• _Exercise brief_: Count the lines in the listing below that contain the word "bowl", and give only that number.

• _Data in this exercise_:
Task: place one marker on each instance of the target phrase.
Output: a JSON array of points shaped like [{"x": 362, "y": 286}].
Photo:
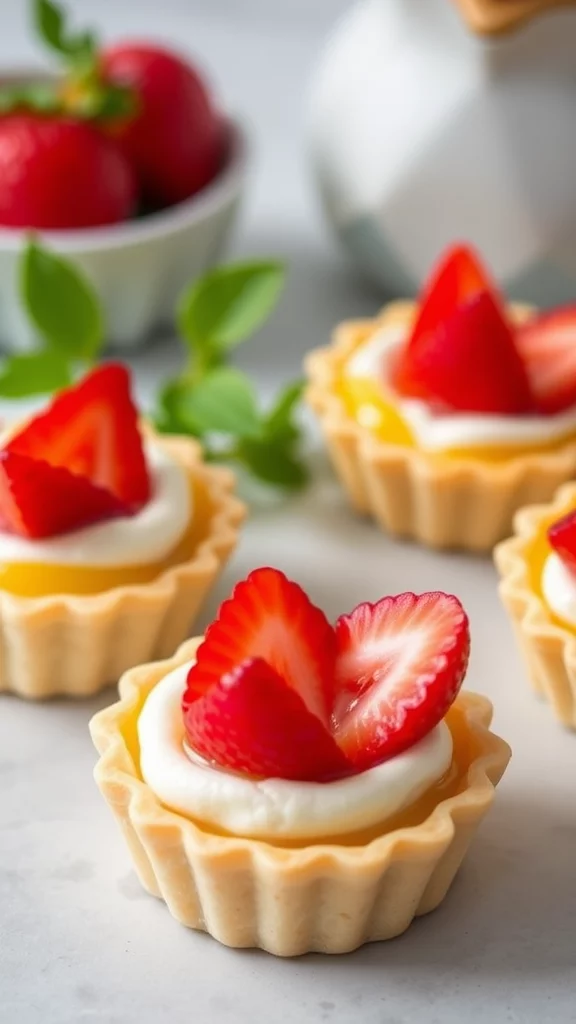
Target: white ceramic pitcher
[{"x": 438, "y": 120}]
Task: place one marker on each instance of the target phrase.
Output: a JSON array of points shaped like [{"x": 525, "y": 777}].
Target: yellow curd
[
  {"x": 31, "y": 580},
  {"x": 373, "y": 408}
]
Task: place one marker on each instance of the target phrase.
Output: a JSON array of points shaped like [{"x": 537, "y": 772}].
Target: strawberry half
[
  {"x": 400, "y": 665},
  {"x": 271, "y": 667},
  {"x": 92, "y": 430},
  {"x": 562, "y": 536},
  {"x": 547, "y": 346},
  {"x": 461, "y": 355},
  {"x": 270, "y": 617},
  {"x": 250, "y": 721},
  {"x": 469, "y": 365},
  {"x": 38, "y": 500},
  {"x": 457, "y": 278}
]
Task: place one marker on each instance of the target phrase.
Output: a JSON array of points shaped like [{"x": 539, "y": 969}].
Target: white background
[{"x": 79, "y": 940}]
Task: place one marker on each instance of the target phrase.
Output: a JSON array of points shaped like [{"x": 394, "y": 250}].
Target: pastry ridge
[
  {"x": 325, "y": 898},
  {"x": 548, "y": 649}
]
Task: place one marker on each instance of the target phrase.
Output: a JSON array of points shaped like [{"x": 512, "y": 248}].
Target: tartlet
[
  {"x": 290, "y": 897},
  {"x": 455, "y": 500},
  {"x": 77, "y": 643},
  {"x": 547, "y": 643}
]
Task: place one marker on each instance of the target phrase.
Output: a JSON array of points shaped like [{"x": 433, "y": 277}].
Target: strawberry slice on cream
[{"x": 277, "y": 691}]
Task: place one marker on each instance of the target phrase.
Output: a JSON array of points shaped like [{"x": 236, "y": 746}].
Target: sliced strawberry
[
  {"x": 92, "y": 430},
  {"x": 250, "y": 721},
  {"x": 468, "y": 364},
  {"x": 400, "y": 666},
  {"x": 270, "y": 617},
  {"x": 457, "y": 278},
  {"x": 547, "y": 346},
  {"x": 562, "y": 536},
  {"x": 38, "y": 500}
]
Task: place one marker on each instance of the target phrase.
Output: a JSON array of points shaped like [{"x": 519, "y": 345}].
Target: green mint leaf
[
  {"x": 173, "y": 416},
  {"x": 80, "y": 50},
  {"x": 279, "y": 424},
  {"x": 39, "y": 373},
  {"x": 60, "y": 303},
  {"x": 274, "y": 463},
  {"x": 223, "y": 402},
  {"x": 229, "y": 303}
]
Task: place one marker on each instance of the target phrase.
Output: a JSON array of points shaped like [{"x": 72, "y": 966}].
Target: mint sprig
[
  {"x": 66, "y": 312},
  {"x": 62, "y": 303},
  {"x": 217, "y": 402}
]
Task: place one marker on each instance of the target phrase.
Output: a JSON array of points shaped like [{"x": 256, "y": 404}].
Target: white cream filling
[
  {"x": 559, "y": 588},
  {"x": 147, "y": 537},
  {"x": 435, "y": 431},
  {"x": 276, "y": 808}
]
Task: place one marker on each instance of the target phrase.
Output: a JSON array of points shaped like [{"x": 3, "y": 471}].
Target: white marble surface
[{"x": 79, "y": 941}]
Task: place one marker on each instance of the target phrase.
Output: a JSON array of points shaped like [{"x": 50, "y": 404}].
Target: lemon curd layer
[
  {"x": 454, "y": 781},
  {"x": 32, "y": 580},
  {"x": 536, "y": 556},
  {"x": 375, "y": 409}
]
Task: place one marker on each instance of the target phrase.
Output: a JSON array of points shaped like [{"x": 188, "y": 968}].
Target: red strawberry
[
  {"x": 59, "y": 173},
  {"x": 547, "y": 346},
  {"x": 400, "y": 666},
  {"x": 38, "y": 500},
  {"x": 255, "y": 700},
  {"x": 175, "y": 141},
  {"x": 457, "y": 278},
  {"x": 250, "y": 721},
  {"x": 468, "y": 364},
  {"x": 562, "y": 536},
  {"x": 271, "y": 619},
  {"x": 92, "y": 430}
]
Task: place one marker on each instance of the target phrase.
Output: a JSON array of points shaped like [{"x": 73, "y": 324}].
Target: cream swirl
[
  {"x": 274, "y": 808},
  {"x": 435, "y": 431},
  {"x": 147, "y": 537},
  {"x": 559, "y": 589}
]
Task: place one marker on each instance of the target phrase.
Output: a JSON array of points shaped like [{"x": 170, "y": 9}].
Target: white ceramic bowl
[{"x": 139, "y": 267}]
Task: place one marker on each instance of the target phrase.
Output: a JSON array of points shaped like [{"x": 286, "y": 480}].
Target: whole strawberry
[
  {"x": 56, "y": 172},
  {"x": 175, "y": 139}
]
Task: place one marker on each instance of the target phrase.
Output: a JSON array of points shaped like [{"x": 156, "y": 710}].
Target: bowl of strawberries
[{"x": 123, "y": 162}]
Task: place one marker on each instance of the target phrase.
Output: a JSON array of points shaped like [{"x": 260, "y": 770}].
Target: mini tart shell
[
  {"x": 494, "y": 17},
  {"x": 76, "y": 645},
  {"x": 324, "y": 898},
  {"x": 548, "y": 648},
  {"x": 442, "y": 502}
]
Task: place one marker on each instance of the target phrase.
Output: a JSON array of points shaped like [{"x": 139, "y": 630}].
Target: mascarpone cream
[
  {"x": 147, "y": 537},
  {"x": 276, "y": 808},
  {"x": 559, "y": 588},
  {"x": 437, "y": 432}
]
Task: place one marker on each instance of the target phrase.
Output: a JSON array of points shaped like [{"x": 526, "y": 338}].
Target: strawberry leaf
[
  {"x": 39, "y": 373},
  {"x": 60, "y": 303},
  {"x": 228, "y": 304},
  {"x": 40, "y": 96},
  {"x": 79, "y": 50}
]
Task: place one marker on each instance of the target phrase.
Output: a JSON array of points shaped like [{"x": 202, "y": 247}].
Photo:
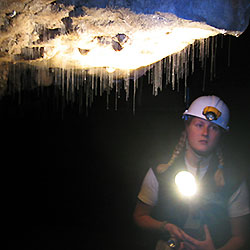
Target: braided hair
[{"x": 218, "y": 176}]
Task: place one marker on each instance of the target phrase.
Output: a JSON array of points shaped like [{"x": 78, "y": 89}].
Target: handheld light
[{"x": 186, "y": 183}]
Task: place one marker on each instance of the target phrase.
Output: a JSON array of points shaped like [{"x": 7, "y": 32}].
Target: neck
[{"x": 195, "y": 159}]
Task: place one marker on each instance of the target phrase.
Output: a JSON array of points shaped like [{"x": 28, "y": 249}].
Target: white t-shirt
[{"x": 238, "y": 204}]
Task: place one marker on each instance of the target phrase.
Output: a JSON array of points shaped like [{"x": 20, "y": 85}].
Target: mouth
[{"x": 204, "y": 142}]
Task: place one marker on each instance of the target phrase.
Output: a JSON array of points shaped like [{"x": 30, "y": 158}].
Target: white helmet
[{"x": 210, "y": 108}]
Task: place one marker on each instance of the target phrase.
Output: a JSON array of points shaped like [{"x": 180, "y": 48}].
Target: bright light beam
[{"x": 186, "y": 183}]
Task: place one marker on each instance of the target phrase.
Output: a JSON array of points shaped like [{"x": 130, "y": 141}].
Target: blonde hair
[{"x": 218, "y": 176}]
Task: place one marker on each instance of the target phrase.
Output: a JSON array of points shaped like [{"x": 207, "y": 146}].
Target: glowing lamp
[{"x": 186, "y": 183}]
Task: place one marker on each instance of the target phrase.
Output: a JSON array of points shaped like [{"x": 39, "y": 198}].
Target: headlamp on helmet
[{"x": 211, "y": 113}]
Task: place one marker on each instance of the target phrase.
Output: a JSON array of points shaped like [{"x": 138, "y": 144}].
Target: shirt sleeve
[
  {"x": 149, "y": 190},
  {"x": 238, "y": 204}
]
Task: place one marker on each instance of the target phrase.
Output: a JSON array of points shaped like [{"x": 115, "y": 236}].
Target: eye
[
  {"x": 199, "y": 125},
  {"x": 215, "y": 128}
]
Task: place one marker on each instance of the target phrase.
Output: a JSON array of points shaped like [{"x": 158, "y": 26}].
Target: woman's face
[{"x": 202, "y": 135}]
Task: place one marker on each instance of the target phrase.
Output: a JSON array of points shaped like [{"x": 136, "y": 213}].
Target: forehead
[{"x": 208, "y": 123}]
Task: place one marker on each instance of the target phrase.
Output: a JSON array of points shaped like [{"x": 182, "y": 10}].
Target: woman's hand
[
  {"x": 175, "y": 231},
  {"x": 192, "y": 244}
]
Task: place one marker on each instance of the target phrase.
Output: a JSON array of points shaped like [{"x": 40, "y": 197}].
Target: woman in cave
[{"x": 215, "y": 217}]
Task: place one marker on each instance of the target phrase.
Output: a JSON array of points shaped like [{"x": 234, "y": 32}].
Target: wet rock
[
  {"x": 83, "y": 51},
  {"x": 116, "y": 46},
  {"x": 122, "y": 38}
]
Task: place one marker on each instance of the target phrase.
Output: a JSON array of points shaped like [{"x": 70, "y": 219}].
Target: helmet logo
[{"x": 211, "y": 113}]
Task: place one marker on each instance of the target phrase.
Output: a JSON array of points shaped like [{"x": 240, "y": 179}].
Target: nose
[{"x": 205, "y": 131}]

• _Written answer_: 2